→ **Exercise objective**: In the material below, find the line with "Exercise. Point out each instance of the blue" and the line with "Exercise. Point out each instance of the clock hand", then output those two lines and every line between them, exactly.

→ **Input records**:
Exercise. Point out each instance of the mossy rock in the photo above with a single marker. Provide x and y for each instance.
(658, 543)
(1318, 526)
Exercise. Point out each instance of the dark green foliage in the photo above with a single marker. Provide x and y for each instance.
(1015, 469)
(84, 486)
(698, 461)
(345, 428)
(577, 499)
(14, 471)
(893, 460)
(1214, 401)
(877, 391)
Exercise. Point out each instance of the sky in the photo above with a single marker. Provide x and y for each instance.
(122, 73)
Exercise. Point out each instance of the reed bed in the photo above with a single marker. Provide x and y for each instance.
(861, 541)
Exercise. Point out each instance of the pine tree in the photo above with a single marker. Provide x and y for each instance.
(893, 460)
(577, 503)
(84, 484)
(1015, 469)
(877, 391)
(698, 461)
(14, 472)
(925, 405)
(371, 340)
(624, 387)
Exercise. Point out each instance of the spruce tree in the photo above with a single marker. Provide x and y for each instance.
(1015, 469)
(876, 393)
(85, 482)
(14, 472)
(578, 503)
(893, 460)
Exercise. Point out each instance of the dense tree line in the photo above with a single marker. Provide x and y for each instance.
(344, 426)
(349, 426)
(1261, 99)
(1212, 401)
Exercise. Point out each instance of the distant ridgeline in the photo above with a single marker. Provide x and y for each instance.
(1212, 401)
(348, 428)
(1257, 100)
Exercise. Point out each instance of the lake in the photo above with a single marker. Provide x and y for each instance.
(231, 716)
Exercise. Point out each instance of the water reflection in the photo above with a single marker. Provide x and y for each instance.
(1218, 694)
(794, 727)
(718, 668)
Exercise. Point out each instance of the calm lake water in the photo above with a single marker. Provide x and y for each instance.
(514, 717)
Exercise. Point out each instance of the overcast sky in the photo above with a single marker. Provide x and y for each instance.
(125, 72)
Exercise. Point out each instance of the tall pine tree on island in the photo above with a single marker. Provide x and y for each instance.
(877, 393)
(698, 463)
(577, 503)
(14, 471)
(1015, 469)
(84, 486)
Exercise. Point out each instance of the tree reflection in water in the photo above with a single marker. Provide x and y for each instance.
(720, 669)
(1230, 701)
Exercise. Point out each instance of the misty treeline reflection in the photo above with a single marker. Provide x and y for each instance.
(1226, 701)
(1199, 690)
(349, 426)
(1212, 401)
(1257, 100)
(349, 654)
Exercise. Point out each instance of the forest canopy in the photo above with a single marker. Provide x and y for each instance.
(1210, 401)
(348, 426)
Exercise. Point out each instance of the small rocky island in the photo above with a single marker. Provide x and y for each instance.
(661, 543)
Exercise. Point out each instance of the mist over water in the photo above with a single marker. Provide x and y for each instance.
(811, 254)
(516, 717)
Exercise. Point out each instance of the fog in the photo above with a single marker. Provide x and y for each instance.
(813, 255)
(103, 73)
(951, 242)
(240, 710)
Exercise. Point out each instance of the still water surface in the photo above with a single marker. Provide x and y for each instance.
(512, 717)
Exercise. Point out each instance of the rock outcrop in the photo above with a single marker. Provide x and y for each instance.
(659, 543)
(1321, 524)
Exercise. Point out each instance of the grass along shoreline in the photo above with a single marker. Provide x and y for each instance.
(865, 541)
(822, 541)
* * *
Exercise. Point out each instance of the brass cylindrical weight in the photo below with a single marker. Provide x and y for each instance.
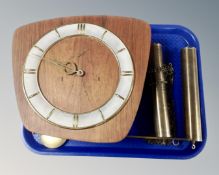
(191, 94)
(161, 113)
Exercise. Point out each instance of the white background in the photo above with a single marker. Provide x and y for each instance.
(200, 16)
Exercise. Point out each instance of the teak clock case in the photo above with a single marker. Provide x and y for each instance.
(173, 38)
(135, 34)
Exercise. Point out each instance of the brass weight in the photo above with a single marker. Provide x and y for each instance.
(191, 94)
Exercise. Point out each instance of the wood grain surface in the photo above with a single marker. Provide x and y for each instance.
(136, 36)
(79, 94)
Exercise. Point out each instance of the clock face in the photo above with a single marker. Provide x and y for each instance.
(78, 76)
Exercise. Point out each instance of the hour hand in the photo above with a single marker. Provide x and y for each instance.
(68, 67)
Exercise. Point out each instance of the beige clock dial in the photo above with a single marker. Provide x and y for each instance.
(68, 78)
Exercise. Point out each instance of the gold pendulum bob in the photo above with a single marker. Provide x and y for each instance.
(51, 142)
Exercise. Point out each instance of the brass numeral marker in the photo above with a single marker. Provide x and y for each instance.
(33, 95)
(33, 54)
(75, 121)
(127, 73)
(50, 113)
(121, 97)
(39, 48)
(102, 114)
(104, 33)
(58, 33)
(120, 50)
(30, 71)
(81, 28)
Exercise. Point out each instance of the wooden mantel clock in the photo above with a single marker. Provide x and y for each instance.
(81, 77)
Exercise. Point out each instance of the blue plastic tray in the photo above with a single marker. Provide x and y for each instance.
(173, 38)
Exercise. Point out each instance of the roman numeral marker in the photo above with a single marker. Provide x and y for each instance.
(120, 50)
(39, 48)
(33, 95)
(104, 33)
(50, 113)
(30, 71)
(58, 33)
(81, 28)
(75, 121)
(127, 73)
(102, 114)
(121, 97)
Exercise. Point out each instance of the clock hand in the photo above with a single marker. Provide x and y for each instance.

→ **Answer space**:
Exercise. Point out each instance of the blue plastic tray in the photo above with a single marker. Provide x and y for each instance.
(173, 38)
Exercise. Point out each instance of the roman numeral marker in the photo above with a single marker. Provide x and y for each instance.
(120, 50)
(39, 48)
(33, 95)
(104, 33)
(50, 113)
(30, 71)
(58, 33)
(81, 28)
(75, 121)
(127, 73)
(102, 114)
(121, 97)
Exercise. Point out each instance of the clock hand in the photo above with a single marker. Provide x and y for each instance.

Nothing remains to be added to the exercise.